PASSAGE TO READ:
# Best bullet for .270?



## Tomslick66 (Mar 16, 2011)

Shooting Remington Core-loc 130 grain bullets, my Ruger will group less than an inch at 100 yards. The problem is, they don't exit the deer. No exit holes make for very little blood trail. I hate to give up accuracy, but I REALLY don't want to give up a shot deer! Which bullet gives you the best performance once it meets the meat?


----------



## Drauka (Aug 1, 2012)

diffrent guns by the same manufacturer are going to like diffrent bullets. 

I shoot Hornady ammo mostly anymore, just because my guns seem to like it. 

stick with 130 grain and try some diffrent soft point ammo.


----------



## Pfatdaddy (Aug 5, 2010)

I have switched to Federal Fusion in all of my guns. They are fairly inexpensive and shoot great. Big exit holes in all calibers. Good Luck!!


----------



## mcbig1 (Sep 25, 2008)

You may want to try a heavier version of the same bullet,and the only reason I say that is because it may be hitting the animal so fast that it,s
coming apart.I sure dont think it,s the caliber or the gun,that caliber has been in the top 5 in sales since it came out.Good Luck ,Mike


----------



## spottail (Mar 1, 2011)

I shoot 130 grain super X softpoint. The cheap stuff. Never shot a deer that needed to be tracked. I've killed some big hogs with that load too.

I shot an elk with my 270 using barnes X bullets all copper. They went right throught it and it never flinched. hit it four times in a spot about 6 inches. It took a few steps and fell over.


----------



## HisName (Nov 29, 2009)

took 10 Deer with 9 shots the last two seasons with Federal Vital Shok 130 grn Ballistic tips.

I walked up on a small buck in a little wind ,the first day of gun season and quickly raised the rifle and fired.
An "un described" Deer I didn't even focus on yet dropped like a rock down range and well to the right of the buck I was shooting at .

WORK ITEM A:
Answer these from the .270 bullet thread, one line each:
(i) What bullet weight does Tomslick66 shoot in the Ruger?
(ii) Which ammunition has Pfatdaddy switched to in all of his guns?
(iii) How many times did spottail hit the elk?
WORK ITEM B: Reproduce the .270 bullet thread from "You may want" up to and including "that load too.".
WORK ITEM C: Resume the .270 bullet thread after its last sentence.

DATASET EXCERPT:
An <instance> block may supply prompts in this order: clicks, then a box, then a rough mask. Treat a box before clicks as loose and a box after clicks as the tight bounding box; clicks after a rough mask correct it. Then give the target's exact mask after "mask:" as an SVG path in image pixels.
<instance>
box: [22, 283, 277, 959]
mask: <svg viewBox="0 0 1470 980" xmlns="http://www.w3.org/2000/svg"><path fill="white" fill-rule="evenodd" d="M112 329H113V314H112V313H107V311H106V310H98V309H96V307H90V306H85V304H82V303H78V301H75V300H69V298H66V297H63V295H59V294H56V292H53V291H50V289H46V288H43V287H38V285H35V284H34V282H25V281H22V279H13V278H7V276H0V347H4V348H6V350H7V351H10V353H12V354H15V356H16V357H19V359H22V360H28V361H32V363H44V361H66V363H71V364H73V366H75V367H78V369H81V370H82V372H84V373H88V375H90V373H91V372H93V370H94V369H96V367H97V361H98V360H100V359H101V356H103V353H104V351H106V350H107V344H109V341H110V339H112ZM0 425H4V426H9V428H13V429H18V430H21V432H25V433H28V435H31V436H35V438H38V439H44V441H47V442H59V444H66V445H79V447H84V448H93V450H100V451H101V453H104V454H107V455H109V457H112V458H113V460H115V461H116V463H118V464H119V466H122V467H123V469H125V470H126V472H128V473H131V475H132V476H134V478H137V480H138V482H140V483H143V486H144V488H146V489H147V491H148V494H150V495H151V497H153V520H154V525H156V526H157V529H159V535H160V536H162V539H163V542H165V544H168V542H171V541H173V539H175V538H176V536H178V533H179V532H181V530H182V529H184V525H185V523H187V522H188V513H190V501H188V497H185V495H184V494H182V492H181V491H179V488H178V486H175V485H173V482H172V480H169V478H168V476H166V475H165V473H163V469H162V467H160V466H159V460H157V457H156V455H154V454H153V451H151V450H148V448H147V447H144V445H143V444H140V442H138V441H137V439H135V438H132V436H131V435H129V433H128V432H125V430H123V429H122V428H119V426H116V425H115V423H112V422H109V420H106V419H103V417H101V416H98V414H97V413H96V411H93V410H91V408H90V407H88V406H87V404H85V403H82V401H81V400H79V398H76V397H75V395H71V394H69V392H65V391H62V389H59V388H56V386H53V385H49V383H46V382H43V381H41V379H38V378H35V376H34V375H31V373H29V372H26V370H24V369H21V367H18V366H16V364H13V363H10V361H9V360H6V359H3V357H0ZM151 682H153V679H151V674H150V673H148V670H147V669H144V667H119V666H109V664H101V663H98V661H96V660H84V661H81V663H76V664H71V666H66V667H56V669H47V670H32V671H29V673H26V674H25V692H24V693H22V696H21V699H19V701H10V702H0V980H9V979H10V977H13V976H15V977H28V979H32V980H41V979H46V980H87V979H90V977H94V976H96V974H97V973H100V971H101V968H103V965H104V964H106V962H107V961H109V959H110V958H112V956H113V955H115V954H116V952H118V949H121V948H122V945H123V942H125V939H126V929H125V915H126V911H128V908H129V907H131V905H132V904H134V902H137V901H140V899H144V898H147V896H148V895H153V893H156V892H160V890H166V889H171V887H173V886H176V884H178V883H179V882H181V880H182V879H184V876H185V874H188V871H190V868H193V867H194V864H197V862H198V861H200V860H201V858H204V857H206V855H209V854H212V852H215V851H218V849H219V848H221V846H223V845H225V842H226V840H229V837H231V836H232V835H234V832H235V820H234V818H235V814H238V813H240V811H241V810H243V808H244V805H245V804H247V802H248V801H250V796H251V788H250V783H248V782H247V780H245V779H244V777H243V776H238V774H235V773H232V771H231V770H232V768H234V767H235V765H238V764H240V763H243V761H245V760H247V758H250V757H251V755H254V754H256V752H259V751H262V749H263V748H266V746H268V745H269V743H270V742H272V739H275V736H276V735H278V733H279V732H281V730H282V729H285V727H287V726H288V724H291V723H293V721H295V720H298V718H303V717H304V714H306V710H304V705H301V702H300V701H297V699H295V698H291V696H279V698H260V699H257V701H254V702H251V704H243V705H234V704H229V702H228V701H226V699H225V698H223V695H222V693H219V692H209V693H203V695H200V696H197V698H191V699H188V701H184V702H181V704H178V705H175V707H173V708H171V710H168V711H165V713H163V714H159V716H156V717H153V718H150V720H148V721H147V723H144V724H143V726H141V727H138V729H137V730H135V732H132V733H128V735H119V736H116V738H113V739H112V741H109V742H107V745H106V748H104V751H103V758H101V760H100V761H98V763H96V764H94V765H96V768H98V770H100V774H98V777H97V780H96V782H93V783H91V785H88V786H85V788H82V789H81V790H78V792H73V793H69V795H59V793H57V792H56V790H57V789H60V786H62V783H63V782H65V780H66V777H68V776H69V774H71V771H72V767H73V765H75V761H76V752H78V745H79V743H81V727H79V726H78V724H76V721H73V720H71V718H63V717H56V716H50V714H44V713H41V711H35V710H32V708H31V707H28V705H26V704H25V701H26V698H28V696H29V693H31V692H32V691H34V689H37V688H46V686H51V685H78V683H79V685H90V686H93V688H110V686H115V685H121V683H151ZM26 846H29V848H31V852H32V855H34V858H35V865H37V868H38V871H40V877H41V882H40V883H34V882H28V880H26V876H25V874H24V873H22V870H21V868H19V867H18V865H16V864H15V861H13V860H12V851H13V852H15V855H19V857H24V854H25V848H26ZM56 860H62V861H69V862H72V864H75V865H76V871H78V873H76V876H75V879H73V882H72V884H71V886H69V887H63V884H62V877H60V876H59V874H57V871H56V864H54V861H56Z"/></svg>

FINAL ANSWER A:
(i) 130 grain
(ii) Federal Fusion
(iii) Four times

FINAL ANSWER B:
You may want to try a heavier version of the same bullet,and the only reason I say that is because it may be hitting the animal so fast that it,s
coming apart.I sure dont think it,s the caliber or the gun,that caliber has been in the top 5 in sales since it came out.Good Luck ,Mike


----------



## spottail (Mar 1, 2011)

I shoot 130 grain super X softpoint. The cheap stuff. Never shot a deer that needed to be tracked. I've killed some big hogs with that load too.

FINAL ANSWER C:
Damn you should have felt my heart sank as this unintentional deer was going around in circles on the ground and the Buck I shot took a beautiful leap into the heavy brush.
I felt sorry for the "other deer" as it was looking at me and hopelessly trying to get away. I even was thinking of taking the thing to a Vet for a few seconds before I snapped out of what the press would do with that! 

"hunter shoots deer and then brings it to the vet " 

I then finished the struggling deer off with my knife and tried to figure out how the hell I could be 12 feet off at 30 yards.

scope was tight so I go over and see what happened to deer 1
I did see some blood so I feel better but also confused.
I find him piled up not 20' inside the brush with a large exit wound after being shot just above the heart and to the rear.

still puzzled I go over and can not find any wound at all on deer #2
Nothing at all. 
as I skin the deer i start to see hemorrhaging on the backbone where I find the complete copper Jacket of my ballistic tip.

I am still using this Ammo because I bought 5 boxes. other than the 2 for 1 shot I have been very pleased with it.


----------



## neckmoe (Apr 7, 2009)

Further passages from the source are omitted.